- _Source data_

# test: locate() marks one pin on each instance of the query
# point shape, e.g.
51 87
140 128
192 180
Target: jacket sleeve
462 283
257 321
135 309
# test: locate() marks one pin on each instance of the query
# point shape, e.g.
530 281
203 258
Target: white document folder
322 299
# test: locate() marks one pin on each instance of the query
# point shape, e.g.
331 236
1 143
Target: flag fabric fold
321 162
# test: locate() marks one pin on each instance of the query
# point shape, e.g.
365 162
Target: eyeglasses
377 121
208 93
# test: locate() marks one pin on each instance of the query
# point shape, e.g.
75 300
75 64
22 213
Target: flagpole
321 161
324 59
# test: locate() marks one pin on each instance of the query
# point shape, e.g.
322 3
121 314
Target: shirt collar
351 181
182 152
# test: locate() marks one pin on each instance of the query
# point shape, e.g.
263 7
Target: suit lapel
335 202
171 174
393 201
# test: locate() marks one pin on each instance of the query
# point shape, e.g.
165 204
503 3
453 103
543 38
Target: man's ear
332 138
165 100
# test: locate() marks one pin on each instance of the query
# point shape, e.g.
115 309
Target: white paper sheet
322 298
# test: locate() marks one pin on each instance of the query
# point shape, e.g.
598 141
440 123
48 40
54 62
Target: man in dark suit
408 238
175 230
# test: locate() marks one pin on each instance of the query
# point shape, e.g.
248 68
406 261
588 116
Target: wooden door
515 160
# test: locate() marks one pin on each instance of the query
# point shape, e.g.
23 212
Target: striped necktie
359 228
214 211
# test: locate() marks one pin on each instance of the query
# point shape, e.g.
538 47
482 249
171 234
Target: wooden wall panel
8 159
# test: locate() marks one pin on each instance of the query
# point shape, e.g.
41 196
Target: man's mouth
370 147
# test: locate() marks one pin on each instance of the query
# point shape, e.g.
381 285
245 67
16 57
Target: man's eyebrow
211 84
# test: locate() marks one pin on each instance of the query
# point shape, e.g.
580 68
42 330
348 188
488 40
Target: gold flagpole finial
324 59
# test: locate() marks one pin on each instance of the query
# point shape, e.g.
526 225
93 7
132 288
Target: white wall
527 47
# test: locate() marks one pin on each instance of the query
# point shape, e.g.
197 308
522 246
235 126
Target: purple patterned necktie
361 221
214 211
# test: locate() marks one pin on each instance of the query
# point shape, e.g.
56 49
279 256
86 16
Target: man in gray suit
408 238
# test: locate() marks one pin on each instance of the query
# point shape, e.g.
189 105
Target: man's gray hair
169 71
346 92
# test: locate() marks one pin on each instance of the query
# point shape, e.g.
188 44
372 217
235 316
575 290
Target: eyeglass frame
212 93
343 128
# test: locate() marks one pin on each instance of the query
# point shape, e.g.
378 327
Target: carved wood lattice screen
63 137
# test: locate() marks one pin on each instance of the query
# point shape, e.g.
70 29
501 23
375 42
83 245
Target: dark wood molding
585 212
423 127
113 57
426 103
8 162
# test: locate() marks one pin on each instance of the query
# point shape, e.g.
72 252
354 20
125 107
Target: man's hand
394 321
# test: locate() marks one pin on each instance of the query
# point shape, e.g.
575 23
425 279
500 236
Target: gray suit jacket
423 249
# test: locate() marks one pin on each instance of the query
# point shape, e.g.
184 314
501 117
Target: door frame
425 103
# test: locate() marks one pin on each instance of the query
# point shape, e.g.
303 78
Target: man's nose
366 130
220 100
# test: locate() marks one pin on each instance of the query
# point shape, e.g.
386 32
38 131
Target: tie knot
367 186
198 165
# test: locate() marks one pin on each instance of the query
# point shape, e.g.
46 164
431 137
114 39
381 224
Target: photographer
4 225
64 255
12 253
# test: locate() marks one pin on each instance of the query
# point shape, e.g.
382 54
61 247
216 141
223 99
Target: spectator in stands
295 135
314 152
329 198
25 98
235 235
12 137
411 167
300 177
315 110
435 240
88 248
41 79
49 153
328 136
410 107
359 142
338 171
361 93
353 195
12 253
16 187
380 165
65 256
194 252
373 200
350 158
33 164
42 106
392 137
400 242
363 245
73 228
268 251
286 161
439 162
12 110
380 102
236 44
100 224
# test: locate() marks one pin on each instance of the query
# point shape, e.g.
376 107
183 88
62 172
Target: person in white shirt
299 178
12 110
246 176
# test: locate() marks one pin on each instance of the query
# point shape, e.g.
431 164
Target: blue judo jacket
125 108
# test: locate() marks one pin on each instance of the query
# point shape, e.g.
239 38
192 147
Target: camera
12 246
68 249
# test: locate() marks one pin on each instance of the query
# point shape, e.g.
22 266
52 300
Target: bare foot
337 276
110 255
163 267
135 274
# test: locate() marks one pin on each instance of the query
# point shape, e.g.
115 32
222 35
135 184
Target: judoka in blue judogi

- _Exercise brief_
The reply should contain all of the entries exactly as shown above.

- _Exercise solution_
# test: locate() marks one pin on each instance of the query
# point shape, e.g.
51 87
140 128
192 180
Target: jacket sleeve
462 283
257 321
135 309
# test: locate() marks one pin on each instance of the query
# point shape, e.g.
530 281
203 258
Target: white document folder
322 299
# test: locate() marks one pin on each instance of the query
# point shape, e.g.
331 236
1 143
Target: flag fabric fold
321 162
# test: locate() marks one pin on each instance of the query
# point shape, e.g.
365 162
Target: eyeglasses
377 121
208 93
# test: locate() marks one pin on each instance of the query
# point shape, e.g.
75 300
75 64
22 213
Target: flagpole
321 161
324 59
# test: locate() marks one pin on each instance of the query
# point shape, e.g.
322 3
121 314
Target: shirt collar
351 181
182 152
# test: locate() marks one pin on each instance of the query
# point shape, e.g.
263 7
Target: suit lapel
335 202
171 174
393 201
# test: locate() marks one pin on each instance of the query
# point shape, e.g.
165 204
503 3
453 103
543 38
Target: man's ear
332 138
165 100
# test: locate() marks one pin on each instance of the query
# point shape, e.g.
115 309
Target: white paper sheet
322 298
# test: locate() marks one pin on each instance of the query
# point shape, e.g.
598 141
440 123
48 40
54 62
Target: man in dark suit
408 238
175 230
# test: locate() marks one pin on each instance of the query
# point shape, e.g.
248 68
406 261
588 116
Target: wooden door
515 160
# test: locate() marks one pin on each instance of the query
# point shape, e.g.
23 212
Target: striped necktie
359 228
214 211
# test: locate() marks one pin on each instance of the query
# point shape, e.g.
538 47
482 249
171 234
Target: wooden wall panel
8 159
# test: locate() marks one pin on each instance of the query
# point shape, e.g.
41 196
Target: man's mouth
370 147
# test: locate() marks one pin on each instance of the query
# point shape, e.g.
381 285
245 67
16 57
Target: man's eyebrow
211 84
# test: locate() marks one pin on each instance of the query
# point shape, e.g.
580 68
42 330
348 188
488 40
Target: gold flagpole finial
324 59
# test: locate() marks one pin on each instance of the query
# point shape, e.g.
526 225
93 7
132 288
Target: white wall
527 47
# test: locate() marks one pin on each instance of the query
# point shape, e.g.
197 308
522 246
235 126
Target: purple patterned necktie
361 221
214 211
# test: locate() marks one pin on each instance of the query
# point shape, e.g.
56 49
279 256
86 16
Target: man in gray suit
408 238
# test: locate() marks one pin on each instance of the query
# point shape, e.g.
189 105
Target: man's gray hair
169 71
346 92
# test: locate() marks one pin on each instance of the query
# point shape, e.g.
188 44
372 217
235 316
575 290
Target: eyeglass frame
212 93
343 128
# test: locate() marks one pin on each instance of the query
# point shape, e.g.
378 327
Target: carved wood lattice screen
63 137
# test: locate() marks one pin on each instance of the query
# point shape, e.g.
70 29
501 23
375 42
83 245
Target: dark wood molding
585 212
423 127
113 57
426 103
8 162
# test: locate() marks one pin on each instance of the query
# point shape, e.g.
72 252
354 20
125 107
Target: man's hand
394 321
# test: locate() marks one pin on each instance of the query
# point shape, e.g.
575 23
425 279
500 236
Target: gray suit jacket
423 249
# test: locate() marks one pin on each instance of the query
# point shape, e.g.
184 314
501 117
Target: door frame
425 103
# test: locate() marks one pin on each instance of the query
# point shape, e.g.
303 78
Target: man's nose
366 130
220 100
# test: locate() marks one pin on each instance of the query
# point shape, e.g.
386 32
38 131
Target: tie knot
367 186
198 165
# test: locate() marks one pin on each instance of the query
# point shape, e.g.
46 164
431 137
114 39
381 224
Target: photographer
4 225
64 255
12 253
# test: locate() marks one pin on each instance of the query
# point shape, e.g.
382 54
61 247
216 141
223 99
Target: spectator in stands
295 135
314 152
329 198
25 98
235 235
12 137
411 167
300 177
315 110
435 240
88 248
41 79
49 153
328 136
410 107
359 142
338 171
361 93
353 195
12 253
16 187
380 165
65 256
194 252
373 200
350 158
33 164
42 106
392 137
400 242
363 245
73 228
268 251
286 161
439 162
12 110
380 102
236 44
100 224
# test: locate() marks one pin on each instance of the query
# point shape, e.g.
376 107
183 88
62 172
Target: person in white shirt
299 178
12 110
246 176
# test: locate() marks one pin on each instance of the query
# point shape, e.g.
431 164
Target: blue judo jacket
125 108
# test: locate() marks one pin on each instance of the query
# point shape, e.g.
239 38
192 147
Target: camera
12 246
68 249
# test: locate() marks one pin on each instance of the query
# point shape, e.g.
22 266
52 300
Target: bare foot
337 276
110 255
163 267
135 274
# test: locate() marks one pin on each instance of the query
# point shape, e.g.
115 32
222 35
135 184
Target: judoka in blue judogi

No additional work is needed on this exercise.